Given task 1
In the listing further down, reproduce word for word the part that opens with the line containing "Pretty please, detect the red shear" and closes with the line containing "[0,497,322,850]", both of those lines included.

Excerpt provided

-- START --

Remove AMQP backpressure test expectation #14007

ansd · 2025-06-02T17:28:29Z

Test case tcp_back_pressure_rabbitmq_internal_flow_quorum_queue succeeds
consistently locally on macOS and fails consistently in CI since 30 May
2025.

CI also shows a test failure instance of tcp_back_pressure_rabbitmq_internal_flow_classic_queue, albeit much rearer.

This test case succeeds in CI when using ubuntu-22.04 but fails with ubuntu-24.04.
Even before 30 May 2025, ubuntu-24.04 was used. However the GitHub runner
version was updated from Version: 20250511.1.0 to Version: 20250527.1.0
which presumably started to cause this test to fail.
This hypothesis cannot be validated because the GitHub actions
definitions YAML file doesn't provide a means to configure this version.

File images/ubuntu/Ubuntu2404-Readme.md in actions/runner-images@ubuntu24/20250511.1...ubuntu24/20250527.1 shows the diff.
The most notable changes are probably the kernel version change from Kernel Version: 6.11.0-1013-azure to Kernel Version: 6.11.0-1015-azure and some changes to file images/ubuntu/scripts/build/configure-environment.sh

There seem to be no RabbitMQ related changes causing this test to fail
because this test also fails with an older RabbitMQ version with the new runner
Version: 20250527.1.0.

Neither meck nor inet:setopts(Socket, [{active, once}]) cause the
test failure because the test also fails with the former
erlang:suspend_process/1 and erlang:resume_process/1.

-- END --

Given task 2
From the issue about the failing backpressure test, write out verbatim the part that opens with the words "Test case tcp_back_pressure_rabbitmq_internal_flow_quorum_queue" and closes with "shows the diff.".

Recorded information
-- START --

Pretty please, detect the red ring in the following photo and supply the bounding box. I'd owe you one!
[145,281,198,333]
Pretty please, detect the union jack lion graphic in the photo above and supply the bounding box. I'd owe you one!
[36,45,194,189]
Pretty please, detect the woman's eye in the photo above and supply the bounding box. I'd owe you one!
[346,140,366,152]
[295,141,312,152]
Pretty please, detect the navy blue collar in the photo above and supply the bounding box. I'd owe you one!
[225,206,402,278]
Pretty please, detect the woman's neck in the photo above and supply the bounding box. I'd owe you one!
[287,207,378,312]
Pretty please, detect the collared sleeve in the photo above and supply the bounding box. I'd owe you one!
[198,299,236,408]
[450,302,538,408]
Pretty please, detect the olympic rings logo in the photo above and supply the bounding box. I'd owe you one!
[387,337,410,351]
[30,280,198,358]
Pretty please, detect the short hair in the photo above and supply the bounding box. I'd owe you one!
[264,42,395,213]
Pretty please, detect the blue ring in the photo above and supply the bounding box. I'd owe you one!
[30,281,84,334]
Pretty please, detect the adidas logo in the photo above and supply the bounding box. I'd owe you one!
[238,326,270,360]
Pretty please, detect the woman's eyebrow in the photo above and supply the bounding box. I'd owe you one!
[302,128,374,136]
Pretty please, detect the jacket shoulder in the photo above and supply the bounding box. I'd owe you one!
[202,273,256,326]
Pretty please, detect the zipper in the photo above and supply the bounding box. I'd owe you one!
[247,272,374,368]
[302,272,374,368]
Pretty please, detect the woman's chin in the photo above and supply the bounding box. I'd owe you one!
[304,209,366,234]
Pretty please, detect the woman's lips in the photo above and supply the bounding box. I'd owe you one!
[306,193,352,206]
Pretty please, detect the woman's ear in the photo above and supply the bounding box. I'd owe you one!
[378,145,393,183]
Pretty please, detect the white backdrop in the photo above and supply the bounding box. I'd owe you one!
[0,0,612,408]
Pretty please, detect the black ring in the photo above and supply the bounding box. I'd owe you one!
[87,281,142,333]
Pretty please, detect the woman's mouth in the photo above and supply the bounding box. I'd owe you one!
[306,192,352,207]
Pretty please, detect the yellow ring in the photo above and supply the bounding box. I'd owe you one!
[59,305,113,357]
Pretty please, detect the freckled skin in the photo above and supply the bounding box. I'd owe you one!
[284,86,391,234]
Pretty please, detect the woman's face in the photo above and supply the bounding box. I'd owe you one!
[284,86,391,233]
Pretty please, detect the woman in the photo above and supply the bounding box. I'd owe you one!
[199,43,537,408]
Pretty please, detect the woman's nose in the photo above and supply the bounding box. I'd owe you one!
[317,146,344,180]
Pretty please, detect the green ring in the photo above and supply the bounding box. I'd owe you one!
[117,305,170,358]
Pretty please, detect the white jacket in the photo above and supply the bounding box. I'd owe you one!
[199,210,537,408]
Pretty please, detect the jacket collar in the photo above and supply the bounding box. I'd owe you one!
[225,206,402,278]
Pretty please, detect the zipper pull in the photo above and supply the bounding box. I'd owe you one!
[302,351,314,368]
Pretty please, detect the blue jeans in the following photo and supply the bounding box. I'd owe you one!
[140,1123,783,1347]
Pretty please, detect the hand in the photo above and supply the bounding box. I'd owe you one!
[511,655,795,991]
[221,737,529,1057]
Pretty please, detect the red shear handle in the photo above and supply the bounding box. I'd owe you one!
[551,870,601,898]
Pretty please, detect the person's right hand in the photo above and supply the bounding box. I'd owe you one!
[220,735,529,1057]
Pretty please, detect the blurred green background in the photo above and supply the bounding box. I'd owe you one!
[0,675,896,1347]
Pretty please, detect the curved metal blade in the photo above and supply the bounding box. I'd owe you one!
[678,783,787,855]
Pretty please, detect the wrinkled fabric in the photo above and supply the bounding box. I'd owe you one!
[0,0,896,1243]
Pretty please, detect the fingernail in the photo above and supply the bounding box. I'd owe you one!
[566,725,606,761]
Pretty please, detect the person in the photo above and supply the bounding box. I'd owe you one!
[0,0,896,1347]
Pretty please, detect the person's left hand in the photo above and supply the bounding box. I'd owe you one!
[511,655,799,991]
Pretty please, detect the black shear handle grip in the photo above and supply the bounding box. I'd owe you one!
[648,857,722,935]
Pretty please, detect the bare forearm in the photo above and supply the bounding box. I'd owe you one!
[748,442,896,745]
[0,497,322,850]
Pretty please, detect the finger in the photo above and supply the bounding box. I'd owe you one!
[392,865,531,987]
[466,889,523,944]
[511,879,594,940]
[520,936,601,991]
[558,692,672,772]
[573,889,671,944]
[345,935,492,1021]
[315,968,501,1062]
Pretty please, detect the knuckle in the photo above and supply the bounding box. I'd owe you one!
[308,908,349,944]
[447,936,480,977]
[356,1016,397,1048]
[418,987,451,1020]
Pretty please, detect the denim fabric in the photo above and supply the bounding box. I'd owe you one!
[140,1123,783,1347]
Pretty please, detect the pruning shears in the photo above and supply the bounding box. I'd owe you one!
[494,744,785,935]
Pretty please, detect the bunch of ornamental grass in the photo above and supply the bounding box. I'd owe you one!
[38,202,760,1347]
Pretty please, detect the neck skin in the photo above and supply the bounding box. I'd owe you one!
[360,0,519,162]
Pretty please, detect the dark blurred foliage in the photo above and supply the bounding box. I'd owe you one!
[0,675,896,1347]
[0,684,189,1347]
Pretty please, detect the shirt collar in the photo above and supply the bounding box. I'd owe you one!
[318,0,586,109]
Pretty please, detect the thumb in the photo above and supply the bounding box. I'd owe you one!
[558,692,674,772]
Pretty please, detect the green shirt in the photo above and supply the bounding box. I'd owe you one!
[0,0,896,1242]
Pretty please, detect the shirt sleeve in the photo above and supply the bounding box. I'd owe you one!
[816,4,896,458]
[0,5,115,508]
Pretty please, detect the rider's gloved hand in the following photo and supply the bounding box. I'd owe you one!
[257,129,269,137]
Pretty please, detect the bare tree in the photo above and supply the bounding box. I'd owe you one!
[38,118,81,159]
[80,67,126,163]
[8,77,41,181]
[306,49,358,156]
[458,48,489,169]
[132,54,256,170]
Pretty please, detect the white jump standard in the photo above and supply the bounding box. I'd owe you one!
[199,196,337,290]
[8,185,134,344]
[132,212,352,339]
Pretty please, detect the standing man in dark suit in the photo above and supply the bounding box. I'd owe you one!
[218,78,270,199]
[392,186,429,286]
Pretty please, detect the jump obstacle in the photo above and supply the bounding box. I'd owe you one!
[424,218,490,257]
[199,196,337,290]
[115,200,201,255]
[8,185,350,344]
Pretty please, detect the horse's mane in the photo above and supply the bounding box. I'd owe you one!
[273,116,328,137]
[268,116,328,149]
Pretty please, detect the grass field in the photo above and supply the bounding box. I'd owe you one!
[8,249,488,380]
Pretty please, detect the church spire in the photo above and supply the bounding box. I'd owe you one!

-- END --

Written answer 1
Pretty please, detect the red shear handle in the photo above and supply the bounding box. I'd owe you one!
[551,870,601,898]
Pretty please, detect the person's right hand in the photo above and supply the bounding box. I'd owe you one!
[220,735,529,1057]
Pretty please, detect the blurred green background in the photo above and supply the bounding box. I'd owe you one!
[0,675,896,1347]
Pretty please, detect the curved metal blade in the photo above and supply the bounding box. I'd owe you one!
[678,783,787,855]
Pretty please, detect the wrinkled fabric in the photo above and supply the bounding box. I'd owe you one!
[0,0,896,1243]
Pretty please, detect the fingernail in the photo above and supply the bounding box. I'd owe you one!
[566,725,606,761]
Pretty please, detect the person in the photo above and supply the bounding box. I'd owe you one!
[0,0,896,1347]
Pretty please, detect the person's left hand in the photo above and supply the bounding box. I'd owe you one!
[511,655,799,991]
Pretty please, detect the black shear handle grip in the photo above and supply the bounding box. I'd owe you one!
[648,857,722,935]
Pretty please, detect the bare forearm in the photo above and supply the bounding box. I'd owe you one!
[748,442,896,745]
[0,497,322,850]

Written answer 2
Test case tcp_back_pressure_rabbitmq_internal_flow_quorum_queue succeeds
consistently locally on macOS and fails consistently in CI since 30 May
2025.

CI also shows a test failure instance of tcp_back_pressure_rabbitmq_internal_flow_classic_queue, albeit much rearer.

This test case succeeds in CI when using ubuntu-22.04 but fails with ubuntu-24.04.
Even before 30 May 2025, ubuntu-24.04 was used. However the GitHub runner
version was updated from Version: 20250511.1.0 to Version: 20250527.1.0
which presumably started to cause this test to fail.
This hypothesis cannot be validated because the GitHub actions
definitions YAML file doesn't provide a means to configure this version.

File images/ubuntu/Ubuntu2404-Readme.md in actions/runner-images@ubuntu24/20250511.1...ubuntu24/20250527.1 shows the diff.